Copy the records verbatim, starting at the line that contains "Target: gray cloud" and ending at the line that contains "(1248, 428)", both of those lines included.

> **Dataset records**
☆ ☆ ☆

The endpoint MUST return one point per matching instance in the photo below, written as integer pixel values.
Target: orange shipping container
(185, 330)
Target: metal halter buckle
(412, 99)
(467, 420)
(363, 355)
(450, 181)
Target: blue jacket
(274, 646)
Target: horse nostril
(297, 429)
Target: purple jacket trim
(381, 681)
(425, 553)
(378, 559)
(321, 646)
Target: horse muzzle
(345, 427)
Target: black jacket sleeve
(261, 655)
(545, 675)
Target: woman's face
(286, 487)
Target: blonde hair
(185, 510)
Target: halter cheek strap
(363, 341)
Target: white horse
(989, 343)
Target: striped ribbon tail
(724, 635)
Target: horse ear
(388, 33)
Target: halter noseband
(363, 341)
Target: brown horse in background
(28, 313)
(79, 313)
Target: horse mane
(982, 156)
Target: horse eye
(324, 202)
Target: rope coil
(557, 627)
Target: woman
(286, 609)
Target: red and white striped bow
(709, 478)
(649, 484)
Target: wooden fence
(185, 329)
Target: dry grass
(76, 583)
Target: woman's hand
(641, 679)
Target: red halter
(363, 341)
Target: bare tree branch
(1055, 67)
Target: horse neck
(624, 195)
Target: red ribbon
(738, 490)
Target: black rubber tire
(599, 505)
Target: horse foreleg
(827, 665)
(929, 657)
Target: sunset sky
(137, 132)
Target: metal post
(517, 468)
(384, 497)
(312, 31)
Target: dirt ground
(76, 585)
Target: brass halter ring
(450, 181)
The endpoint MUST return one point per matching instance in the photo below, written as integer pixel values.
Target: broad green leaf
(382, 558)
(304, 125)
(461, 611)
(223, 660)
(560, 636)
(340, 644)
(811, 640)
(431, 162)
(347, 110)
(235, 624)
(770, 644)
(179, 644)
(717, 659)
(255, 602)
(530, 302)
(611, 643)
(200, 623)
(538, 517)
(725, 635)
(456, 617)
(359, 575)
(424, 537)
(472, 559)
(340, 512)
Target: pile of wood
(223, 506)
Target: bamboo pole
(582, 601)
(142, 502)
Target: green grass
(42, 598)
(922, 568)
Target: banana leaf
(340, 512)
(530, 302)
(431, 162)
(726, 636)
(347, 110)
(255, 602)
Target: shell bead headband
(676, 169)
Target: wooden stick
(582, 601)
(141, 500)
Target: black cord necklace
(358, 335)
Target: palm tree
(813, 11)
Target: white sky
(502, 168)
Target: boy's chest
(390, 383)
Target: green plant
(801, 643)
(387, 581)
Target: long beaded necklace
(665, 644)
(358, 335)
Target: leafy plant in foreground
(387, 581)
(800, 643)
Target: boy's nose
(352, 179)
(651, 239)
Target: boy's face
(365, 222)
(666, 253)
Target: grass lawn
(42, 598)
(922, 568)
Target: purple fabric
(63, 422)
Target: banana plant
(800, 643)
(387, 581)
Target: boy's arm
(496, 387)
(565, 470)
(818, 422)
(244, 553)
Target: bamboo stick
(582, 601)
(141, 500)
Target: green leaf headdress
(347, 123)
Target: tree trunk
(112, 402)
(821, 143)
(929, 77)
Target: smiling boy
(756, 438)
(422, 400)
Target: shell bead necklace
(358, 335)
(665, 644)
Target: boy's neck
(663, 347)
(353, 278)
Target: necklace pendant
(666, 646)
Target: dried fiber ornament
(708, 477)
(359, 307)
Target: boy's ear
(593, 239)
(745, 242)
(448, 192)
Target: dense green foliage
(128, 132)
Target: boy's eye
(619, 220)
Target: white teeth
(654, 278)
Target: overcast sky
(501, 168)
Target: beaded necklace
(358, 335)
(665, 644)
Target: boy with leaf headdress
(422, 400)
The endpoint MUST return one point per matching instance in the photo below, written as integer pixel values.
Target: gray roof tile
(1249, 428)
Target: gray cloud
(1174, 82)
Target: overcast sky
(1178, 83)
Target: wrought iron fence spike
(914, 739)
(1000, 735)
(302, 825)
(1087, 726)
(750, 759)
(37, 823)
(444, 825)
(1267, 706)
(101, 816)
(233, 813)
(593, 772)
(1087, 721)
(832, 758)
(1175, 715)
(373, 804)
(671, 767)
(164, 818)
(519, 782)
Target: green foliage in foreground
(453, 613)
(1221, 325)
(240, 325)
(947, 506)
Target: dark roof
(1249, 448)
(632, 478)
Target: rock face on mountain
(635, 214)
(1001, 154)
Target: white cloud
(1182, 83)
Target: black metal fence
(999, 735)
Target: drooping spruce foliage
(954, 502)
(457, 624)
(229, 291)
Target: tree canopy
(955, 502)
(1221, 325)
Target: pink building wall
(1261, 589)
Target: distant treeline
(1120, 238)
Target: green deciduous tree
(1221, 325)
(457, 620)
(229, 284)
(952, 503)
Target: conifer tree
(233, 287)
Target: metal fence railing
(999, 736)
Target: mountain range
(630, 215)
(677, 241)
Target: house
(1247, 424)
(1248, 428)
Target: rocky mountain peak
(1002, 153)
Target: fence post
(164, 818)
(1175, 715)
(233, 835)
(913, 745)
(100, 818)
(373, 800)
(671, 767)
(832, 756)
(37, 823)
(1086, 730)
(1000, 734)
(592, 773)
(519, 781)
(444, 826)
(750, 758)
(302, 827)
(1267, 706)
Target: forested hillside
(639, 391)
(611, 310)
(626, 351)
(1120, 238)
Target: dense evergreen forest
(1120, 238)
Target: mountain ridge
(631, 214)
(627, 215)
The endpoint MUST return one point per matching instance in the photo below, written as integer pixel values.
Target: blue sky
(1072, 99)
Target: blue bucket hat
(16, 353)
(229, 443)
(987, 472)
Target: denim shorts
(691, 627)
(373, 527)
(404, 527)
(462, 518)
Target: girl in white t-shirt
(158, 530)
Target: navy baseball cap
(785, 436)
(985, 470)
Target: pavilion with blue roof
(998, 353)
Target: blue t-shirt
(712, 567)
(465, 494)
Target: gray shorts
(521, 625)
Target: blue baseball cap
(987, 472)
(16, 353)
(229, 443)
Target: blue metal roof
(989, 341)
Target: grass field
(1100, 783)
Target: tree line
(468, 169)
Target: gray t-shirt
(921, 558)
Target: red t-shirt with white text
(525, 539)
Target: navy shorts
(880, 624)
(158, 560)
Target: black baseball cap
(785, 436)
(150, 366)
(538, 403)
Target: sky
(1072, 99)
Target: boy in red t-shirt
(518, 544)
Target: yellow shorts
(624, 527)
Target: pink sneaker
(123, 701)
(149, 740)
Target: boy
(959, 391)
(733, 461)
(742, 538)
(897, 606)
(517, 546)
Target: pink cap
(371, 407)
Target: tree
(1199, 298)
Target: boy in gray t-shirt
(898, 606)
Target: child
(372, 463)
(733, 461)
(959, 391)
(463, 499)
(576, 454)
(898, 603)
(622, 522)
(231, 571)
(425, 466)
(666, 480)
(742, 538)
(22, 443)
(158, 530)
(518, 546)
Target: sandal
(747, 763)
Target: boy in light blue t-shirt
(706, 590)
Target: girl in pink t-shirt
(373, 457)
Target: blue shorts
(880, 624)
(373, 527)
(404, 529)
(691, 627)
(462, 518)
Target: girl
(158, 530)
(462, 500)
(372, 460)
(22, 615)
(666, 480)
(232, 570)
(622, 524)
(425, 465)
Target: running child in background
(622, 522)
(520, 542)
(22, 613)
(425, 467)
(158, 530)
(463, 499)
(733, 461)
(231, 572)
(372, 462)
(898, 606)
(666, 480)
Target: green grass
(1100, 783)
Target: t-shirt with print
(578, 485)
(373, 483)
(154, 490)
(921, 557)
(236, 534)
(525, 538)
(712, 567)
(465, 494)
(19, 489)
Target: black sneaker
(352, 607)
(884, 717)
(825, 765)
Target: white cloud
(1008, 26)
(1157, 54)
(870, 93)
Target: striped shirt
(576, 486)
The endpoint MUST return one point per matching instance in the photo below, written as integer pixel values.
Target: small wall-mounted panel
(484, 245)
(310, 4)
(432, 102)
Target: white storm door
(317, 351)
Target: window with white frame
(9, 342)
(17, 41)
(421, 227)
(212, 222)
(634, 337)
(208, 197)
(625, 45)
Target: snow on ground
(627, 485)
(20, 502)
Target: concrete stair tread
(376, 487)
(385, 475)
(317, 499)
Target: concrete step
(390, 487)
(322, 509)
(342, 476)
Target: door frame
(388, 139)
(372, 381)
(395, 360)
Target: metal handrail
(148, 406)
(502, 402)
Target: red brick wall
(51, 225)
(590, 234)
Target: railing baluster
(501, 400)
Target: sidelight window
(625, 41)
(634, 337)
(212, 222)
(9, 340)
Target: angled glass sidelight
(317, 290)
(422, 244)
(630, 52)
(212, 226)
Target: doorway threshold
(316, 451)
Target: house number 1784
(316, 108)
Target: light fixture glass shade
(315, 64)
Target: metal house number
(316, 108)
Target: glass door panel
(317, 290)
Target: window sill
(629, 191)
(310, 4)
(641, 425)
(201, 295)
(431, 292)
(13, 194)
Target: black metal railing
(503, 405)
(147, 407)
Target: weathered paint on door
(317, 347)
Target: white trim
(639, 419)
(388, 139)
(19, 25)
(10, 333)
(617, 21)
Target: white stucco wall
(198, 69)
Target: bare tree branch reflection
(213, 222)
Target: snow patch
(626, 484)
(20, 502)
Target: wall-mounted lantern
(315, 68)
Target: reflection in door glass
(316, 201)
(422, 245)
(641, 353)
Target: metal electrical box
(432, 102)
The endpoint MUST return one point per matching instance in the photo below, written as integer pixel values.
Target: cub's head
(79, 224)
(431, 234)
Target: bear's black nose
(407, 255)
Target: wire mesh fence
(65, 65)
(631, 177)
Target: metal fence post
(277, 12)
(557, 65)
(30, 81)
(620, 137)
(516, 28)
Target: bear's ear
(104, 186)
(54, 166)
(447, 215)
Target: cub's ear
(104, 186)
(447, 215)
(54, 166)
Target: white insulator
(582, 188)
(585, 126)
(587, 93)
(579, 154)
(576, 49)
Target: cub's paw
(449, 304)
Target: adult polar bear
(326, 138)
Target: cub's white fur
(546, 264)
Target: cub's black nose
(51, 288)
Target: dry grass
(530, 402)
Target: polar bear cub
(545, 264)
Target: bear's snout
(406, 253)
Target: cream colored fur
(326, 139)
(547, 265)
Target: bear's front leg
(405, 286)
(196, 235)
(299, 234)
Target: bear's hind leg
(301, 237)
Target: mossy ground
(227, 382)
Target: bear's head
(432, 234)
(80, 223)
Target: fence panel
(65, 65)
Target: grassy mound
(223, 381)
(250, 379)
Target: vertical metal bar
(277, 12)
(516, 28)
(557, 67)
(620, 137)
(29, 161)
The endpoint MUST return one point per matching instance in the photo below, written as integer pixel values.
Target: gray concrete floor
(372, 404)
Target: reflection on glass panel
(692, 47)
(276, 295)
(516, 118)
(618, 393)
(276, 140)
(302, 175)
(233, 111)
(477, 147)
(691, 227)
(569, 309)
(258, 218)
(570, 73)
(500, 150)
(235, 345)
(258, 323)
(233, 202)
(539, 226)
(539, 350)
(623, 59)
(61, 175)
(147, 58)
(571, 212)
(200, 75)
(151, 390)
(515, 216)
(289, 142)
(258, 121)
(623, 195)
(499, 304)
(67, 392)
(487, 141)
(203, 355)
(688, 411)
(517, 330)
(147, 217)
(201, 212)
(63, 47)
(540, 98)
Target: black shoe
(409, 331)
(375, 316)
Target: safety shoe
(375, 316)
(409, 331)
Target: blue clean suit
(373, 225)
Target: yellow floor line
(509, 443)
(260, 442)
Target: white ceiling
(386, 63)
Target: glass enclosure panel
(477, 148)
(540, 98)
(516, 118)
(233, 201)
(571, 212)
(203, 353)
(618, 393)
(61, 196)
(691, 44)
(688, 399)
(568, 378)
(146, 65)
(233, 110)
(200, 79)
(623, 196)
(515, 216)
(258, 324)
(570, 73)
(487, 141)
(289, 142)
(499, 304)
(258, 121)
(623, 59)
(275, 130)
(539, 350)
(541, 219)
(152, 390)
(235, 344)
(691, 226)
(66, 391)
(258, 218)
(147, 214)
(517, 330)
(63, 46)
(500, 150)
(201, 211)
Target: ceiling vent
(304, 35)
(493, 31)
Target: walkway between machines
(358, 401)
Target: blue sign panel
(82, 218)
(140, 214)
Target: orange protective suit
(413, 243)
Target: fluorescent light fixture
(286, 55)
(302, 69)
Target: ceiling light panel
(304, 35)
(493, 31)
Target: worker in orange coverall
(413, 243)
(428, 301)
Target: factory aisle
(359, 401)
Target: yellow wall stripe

☆ ☆ ☆

> **Answer to this task**
Target: gray cloud
(1174, 82)
Target: overcast sky
(1178, 83)
Target: wrought iron fence spike
(914, 739)
(1000, 735)
(302, 825)
(1087, 726)
(750, 759)
(37, 823)
(444, 825)
(1267, 706)
(101, 816)
(233, 813)
(593, 772)
(1087, 721)
(832, 758)
(1175, 715)
(373, 804)
(671, 767)
(164, 818)
(519, 782)
Target: green foliage in foreground
(453, 613)
(1221, 325)
(240, 325)
(947, 506)
Target: dark roof
(1249, 448)
(632, 478)
Target: rock face on mountain
(635, 214)
(1001, 154)
Target: white cloud
(1182, 83)
Target: black metal fence
(999, 735)
Target: drooping spruce foliage
(954, 502)
(457, 624)
(229, 291)
Target: tree canopy
(955, 502)
(1221, 325)
Target: pink building wall
(1261, 589)
Target: distant treeline
(1120, 238)
Target: green deciduous tree
(1221, 325)
(457, 620)
(229, 284)
(952, 503)
Target: conifer tree
(233, 287)
Target: metal fence railing
(999, 736)
Target: mountain range
(630, 215)
(677, 241)
Target: house
(1247, 424)
(1248, 428)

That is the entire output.